OBIETTIVI
**1.** Traduci in inglese questa frase del testo sull'esistenza di Cristo: "Di Gesù Cristo — persona reale, essere umano — la storia non ci ha conservato nessun documento, nessuna prova, nessuna dimostrazione."
**2.** Nel testo sull'esistenza di Cristo, in quale modo insegnava Socrate?
**3.** Completa il testo sull'esistenza di Cristo proseguendolo dopo l'ultima frase riportata.

### DOCUMENTO ###

EMILIO BOSSI (Milesbo) GESÙ CRISTO NON È MAI ESISTITO PDF

  


Emilio Bossi Gesù Cristo non è mai esistito PDF QUI!

Capo I

IL SILENZIO DELLA STORIA


SULL'ESISTENZA DI CRISTO


Di Gesù Cristo — persona reale, essere umano — la storia non ci ha conservato nessun documento,
nessuna prova, nessuna dimostrazione.
Egli non ha scritto nulla1.
Anche Socrate, in vero, non scrisse nulla, insegnando solo oralmente. Ma tra Cristo e Socrate
vi sono tre differenze capitali: la prima consistente nel fatto che Socrate non insegnò nulla che non
fosse razionale, o meglio, umano, mentre Cristo a ben poca cosa di umano mescè molto di miracoloso;
la seconda, derivante dalla circostanza che Socrate passò alla storia unicamente come persona
naturale, laddove Cristo non fu né è conosciuto che come persona soprannaturale; la terza, infine,
scaturente da ciò che Socrate ebbe per discepoli persone storiche che ci sono garanti della sua esistenza
— quali Senofonte, Aristippo, Euclide, Fedone, Eschine, ed il divino Platone — mentre dei
discepoli di Cristo nessuno è conosciuto se non attraverso i documenti sospetti della fede, come il
loro Maestro.

### DATI FORNITI ###

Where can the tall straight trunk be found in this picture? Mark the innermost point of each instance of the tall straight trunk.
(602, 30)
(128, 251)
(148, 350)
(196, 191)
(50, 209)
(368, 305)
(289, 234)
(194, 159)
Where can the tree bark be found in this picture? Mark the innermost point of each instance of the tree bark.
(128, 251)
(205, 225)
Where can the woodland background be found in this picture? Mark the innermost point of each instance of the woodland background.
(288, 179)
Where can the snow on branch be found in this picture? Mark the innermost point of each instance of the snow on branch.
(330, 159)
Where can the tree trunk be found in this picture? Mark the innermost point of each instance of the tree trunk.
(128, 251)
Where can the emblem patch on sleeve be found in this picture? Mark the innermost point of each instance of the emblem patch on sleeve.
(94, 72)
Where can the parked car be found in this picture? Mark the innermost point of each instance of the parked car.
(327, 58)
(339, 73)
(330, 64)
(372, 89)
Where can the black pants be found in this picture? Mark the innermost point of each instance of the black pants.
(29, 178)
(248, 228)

###
### DATI FORNITI ###

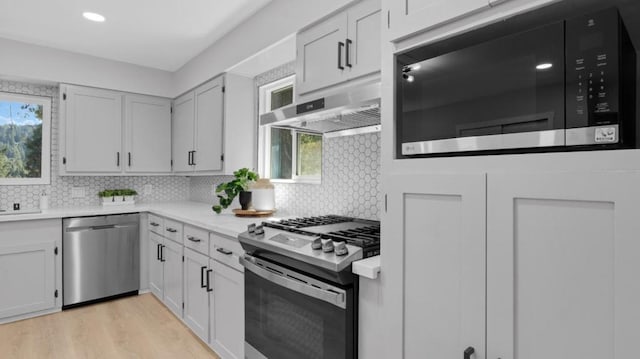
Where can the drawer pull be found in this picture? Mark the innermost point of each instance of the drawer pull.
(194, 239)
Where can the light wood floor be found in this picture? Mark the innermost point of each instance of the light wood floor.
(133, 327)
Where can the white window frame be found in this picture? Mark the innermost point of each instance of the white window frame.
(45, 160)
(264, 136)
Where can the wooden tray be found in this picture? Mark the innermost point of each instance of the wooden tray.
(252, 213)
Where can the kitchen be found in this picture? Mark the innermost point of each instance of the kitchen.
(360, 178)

###

RISULTATI PUNTO PER PUNTO
**1.** Of Jesus Christ (a real person, a human being) history has preserved for us no document, no proof, no demonstration.

**2.** Solo oralmente, senza scrivere nulla.

**3.**
Talché, se dal fatto che Socrate non scrisse nulla non si potrebbe indurre la conclusione che
egli non sia mai esistito, all'incontro tale conclusione scaturisce legittimamente, almeno a titolo di
presunzione, dalla circostanza che Cristo, il quale pure sarebbe vissuto cinque secoli dopo, non lasciò
nulla di scritto.
Ma c'è ben dell'altro.
Non solo Cristo non scrisse nulla, ma nulla neppure fu scritto di lui.
Tolta la Bibbia — che, come vedremo, non solo non ci può fornire la prova che Cristo sia stato
un uomo reale, ma ce ne fornisce molte, anzi è tutta quanta una prova del contrario — nessun autore
profano, dei molti che sarebbero stati suoi contemporanei, ci ha lasciato qualche cenno di lui.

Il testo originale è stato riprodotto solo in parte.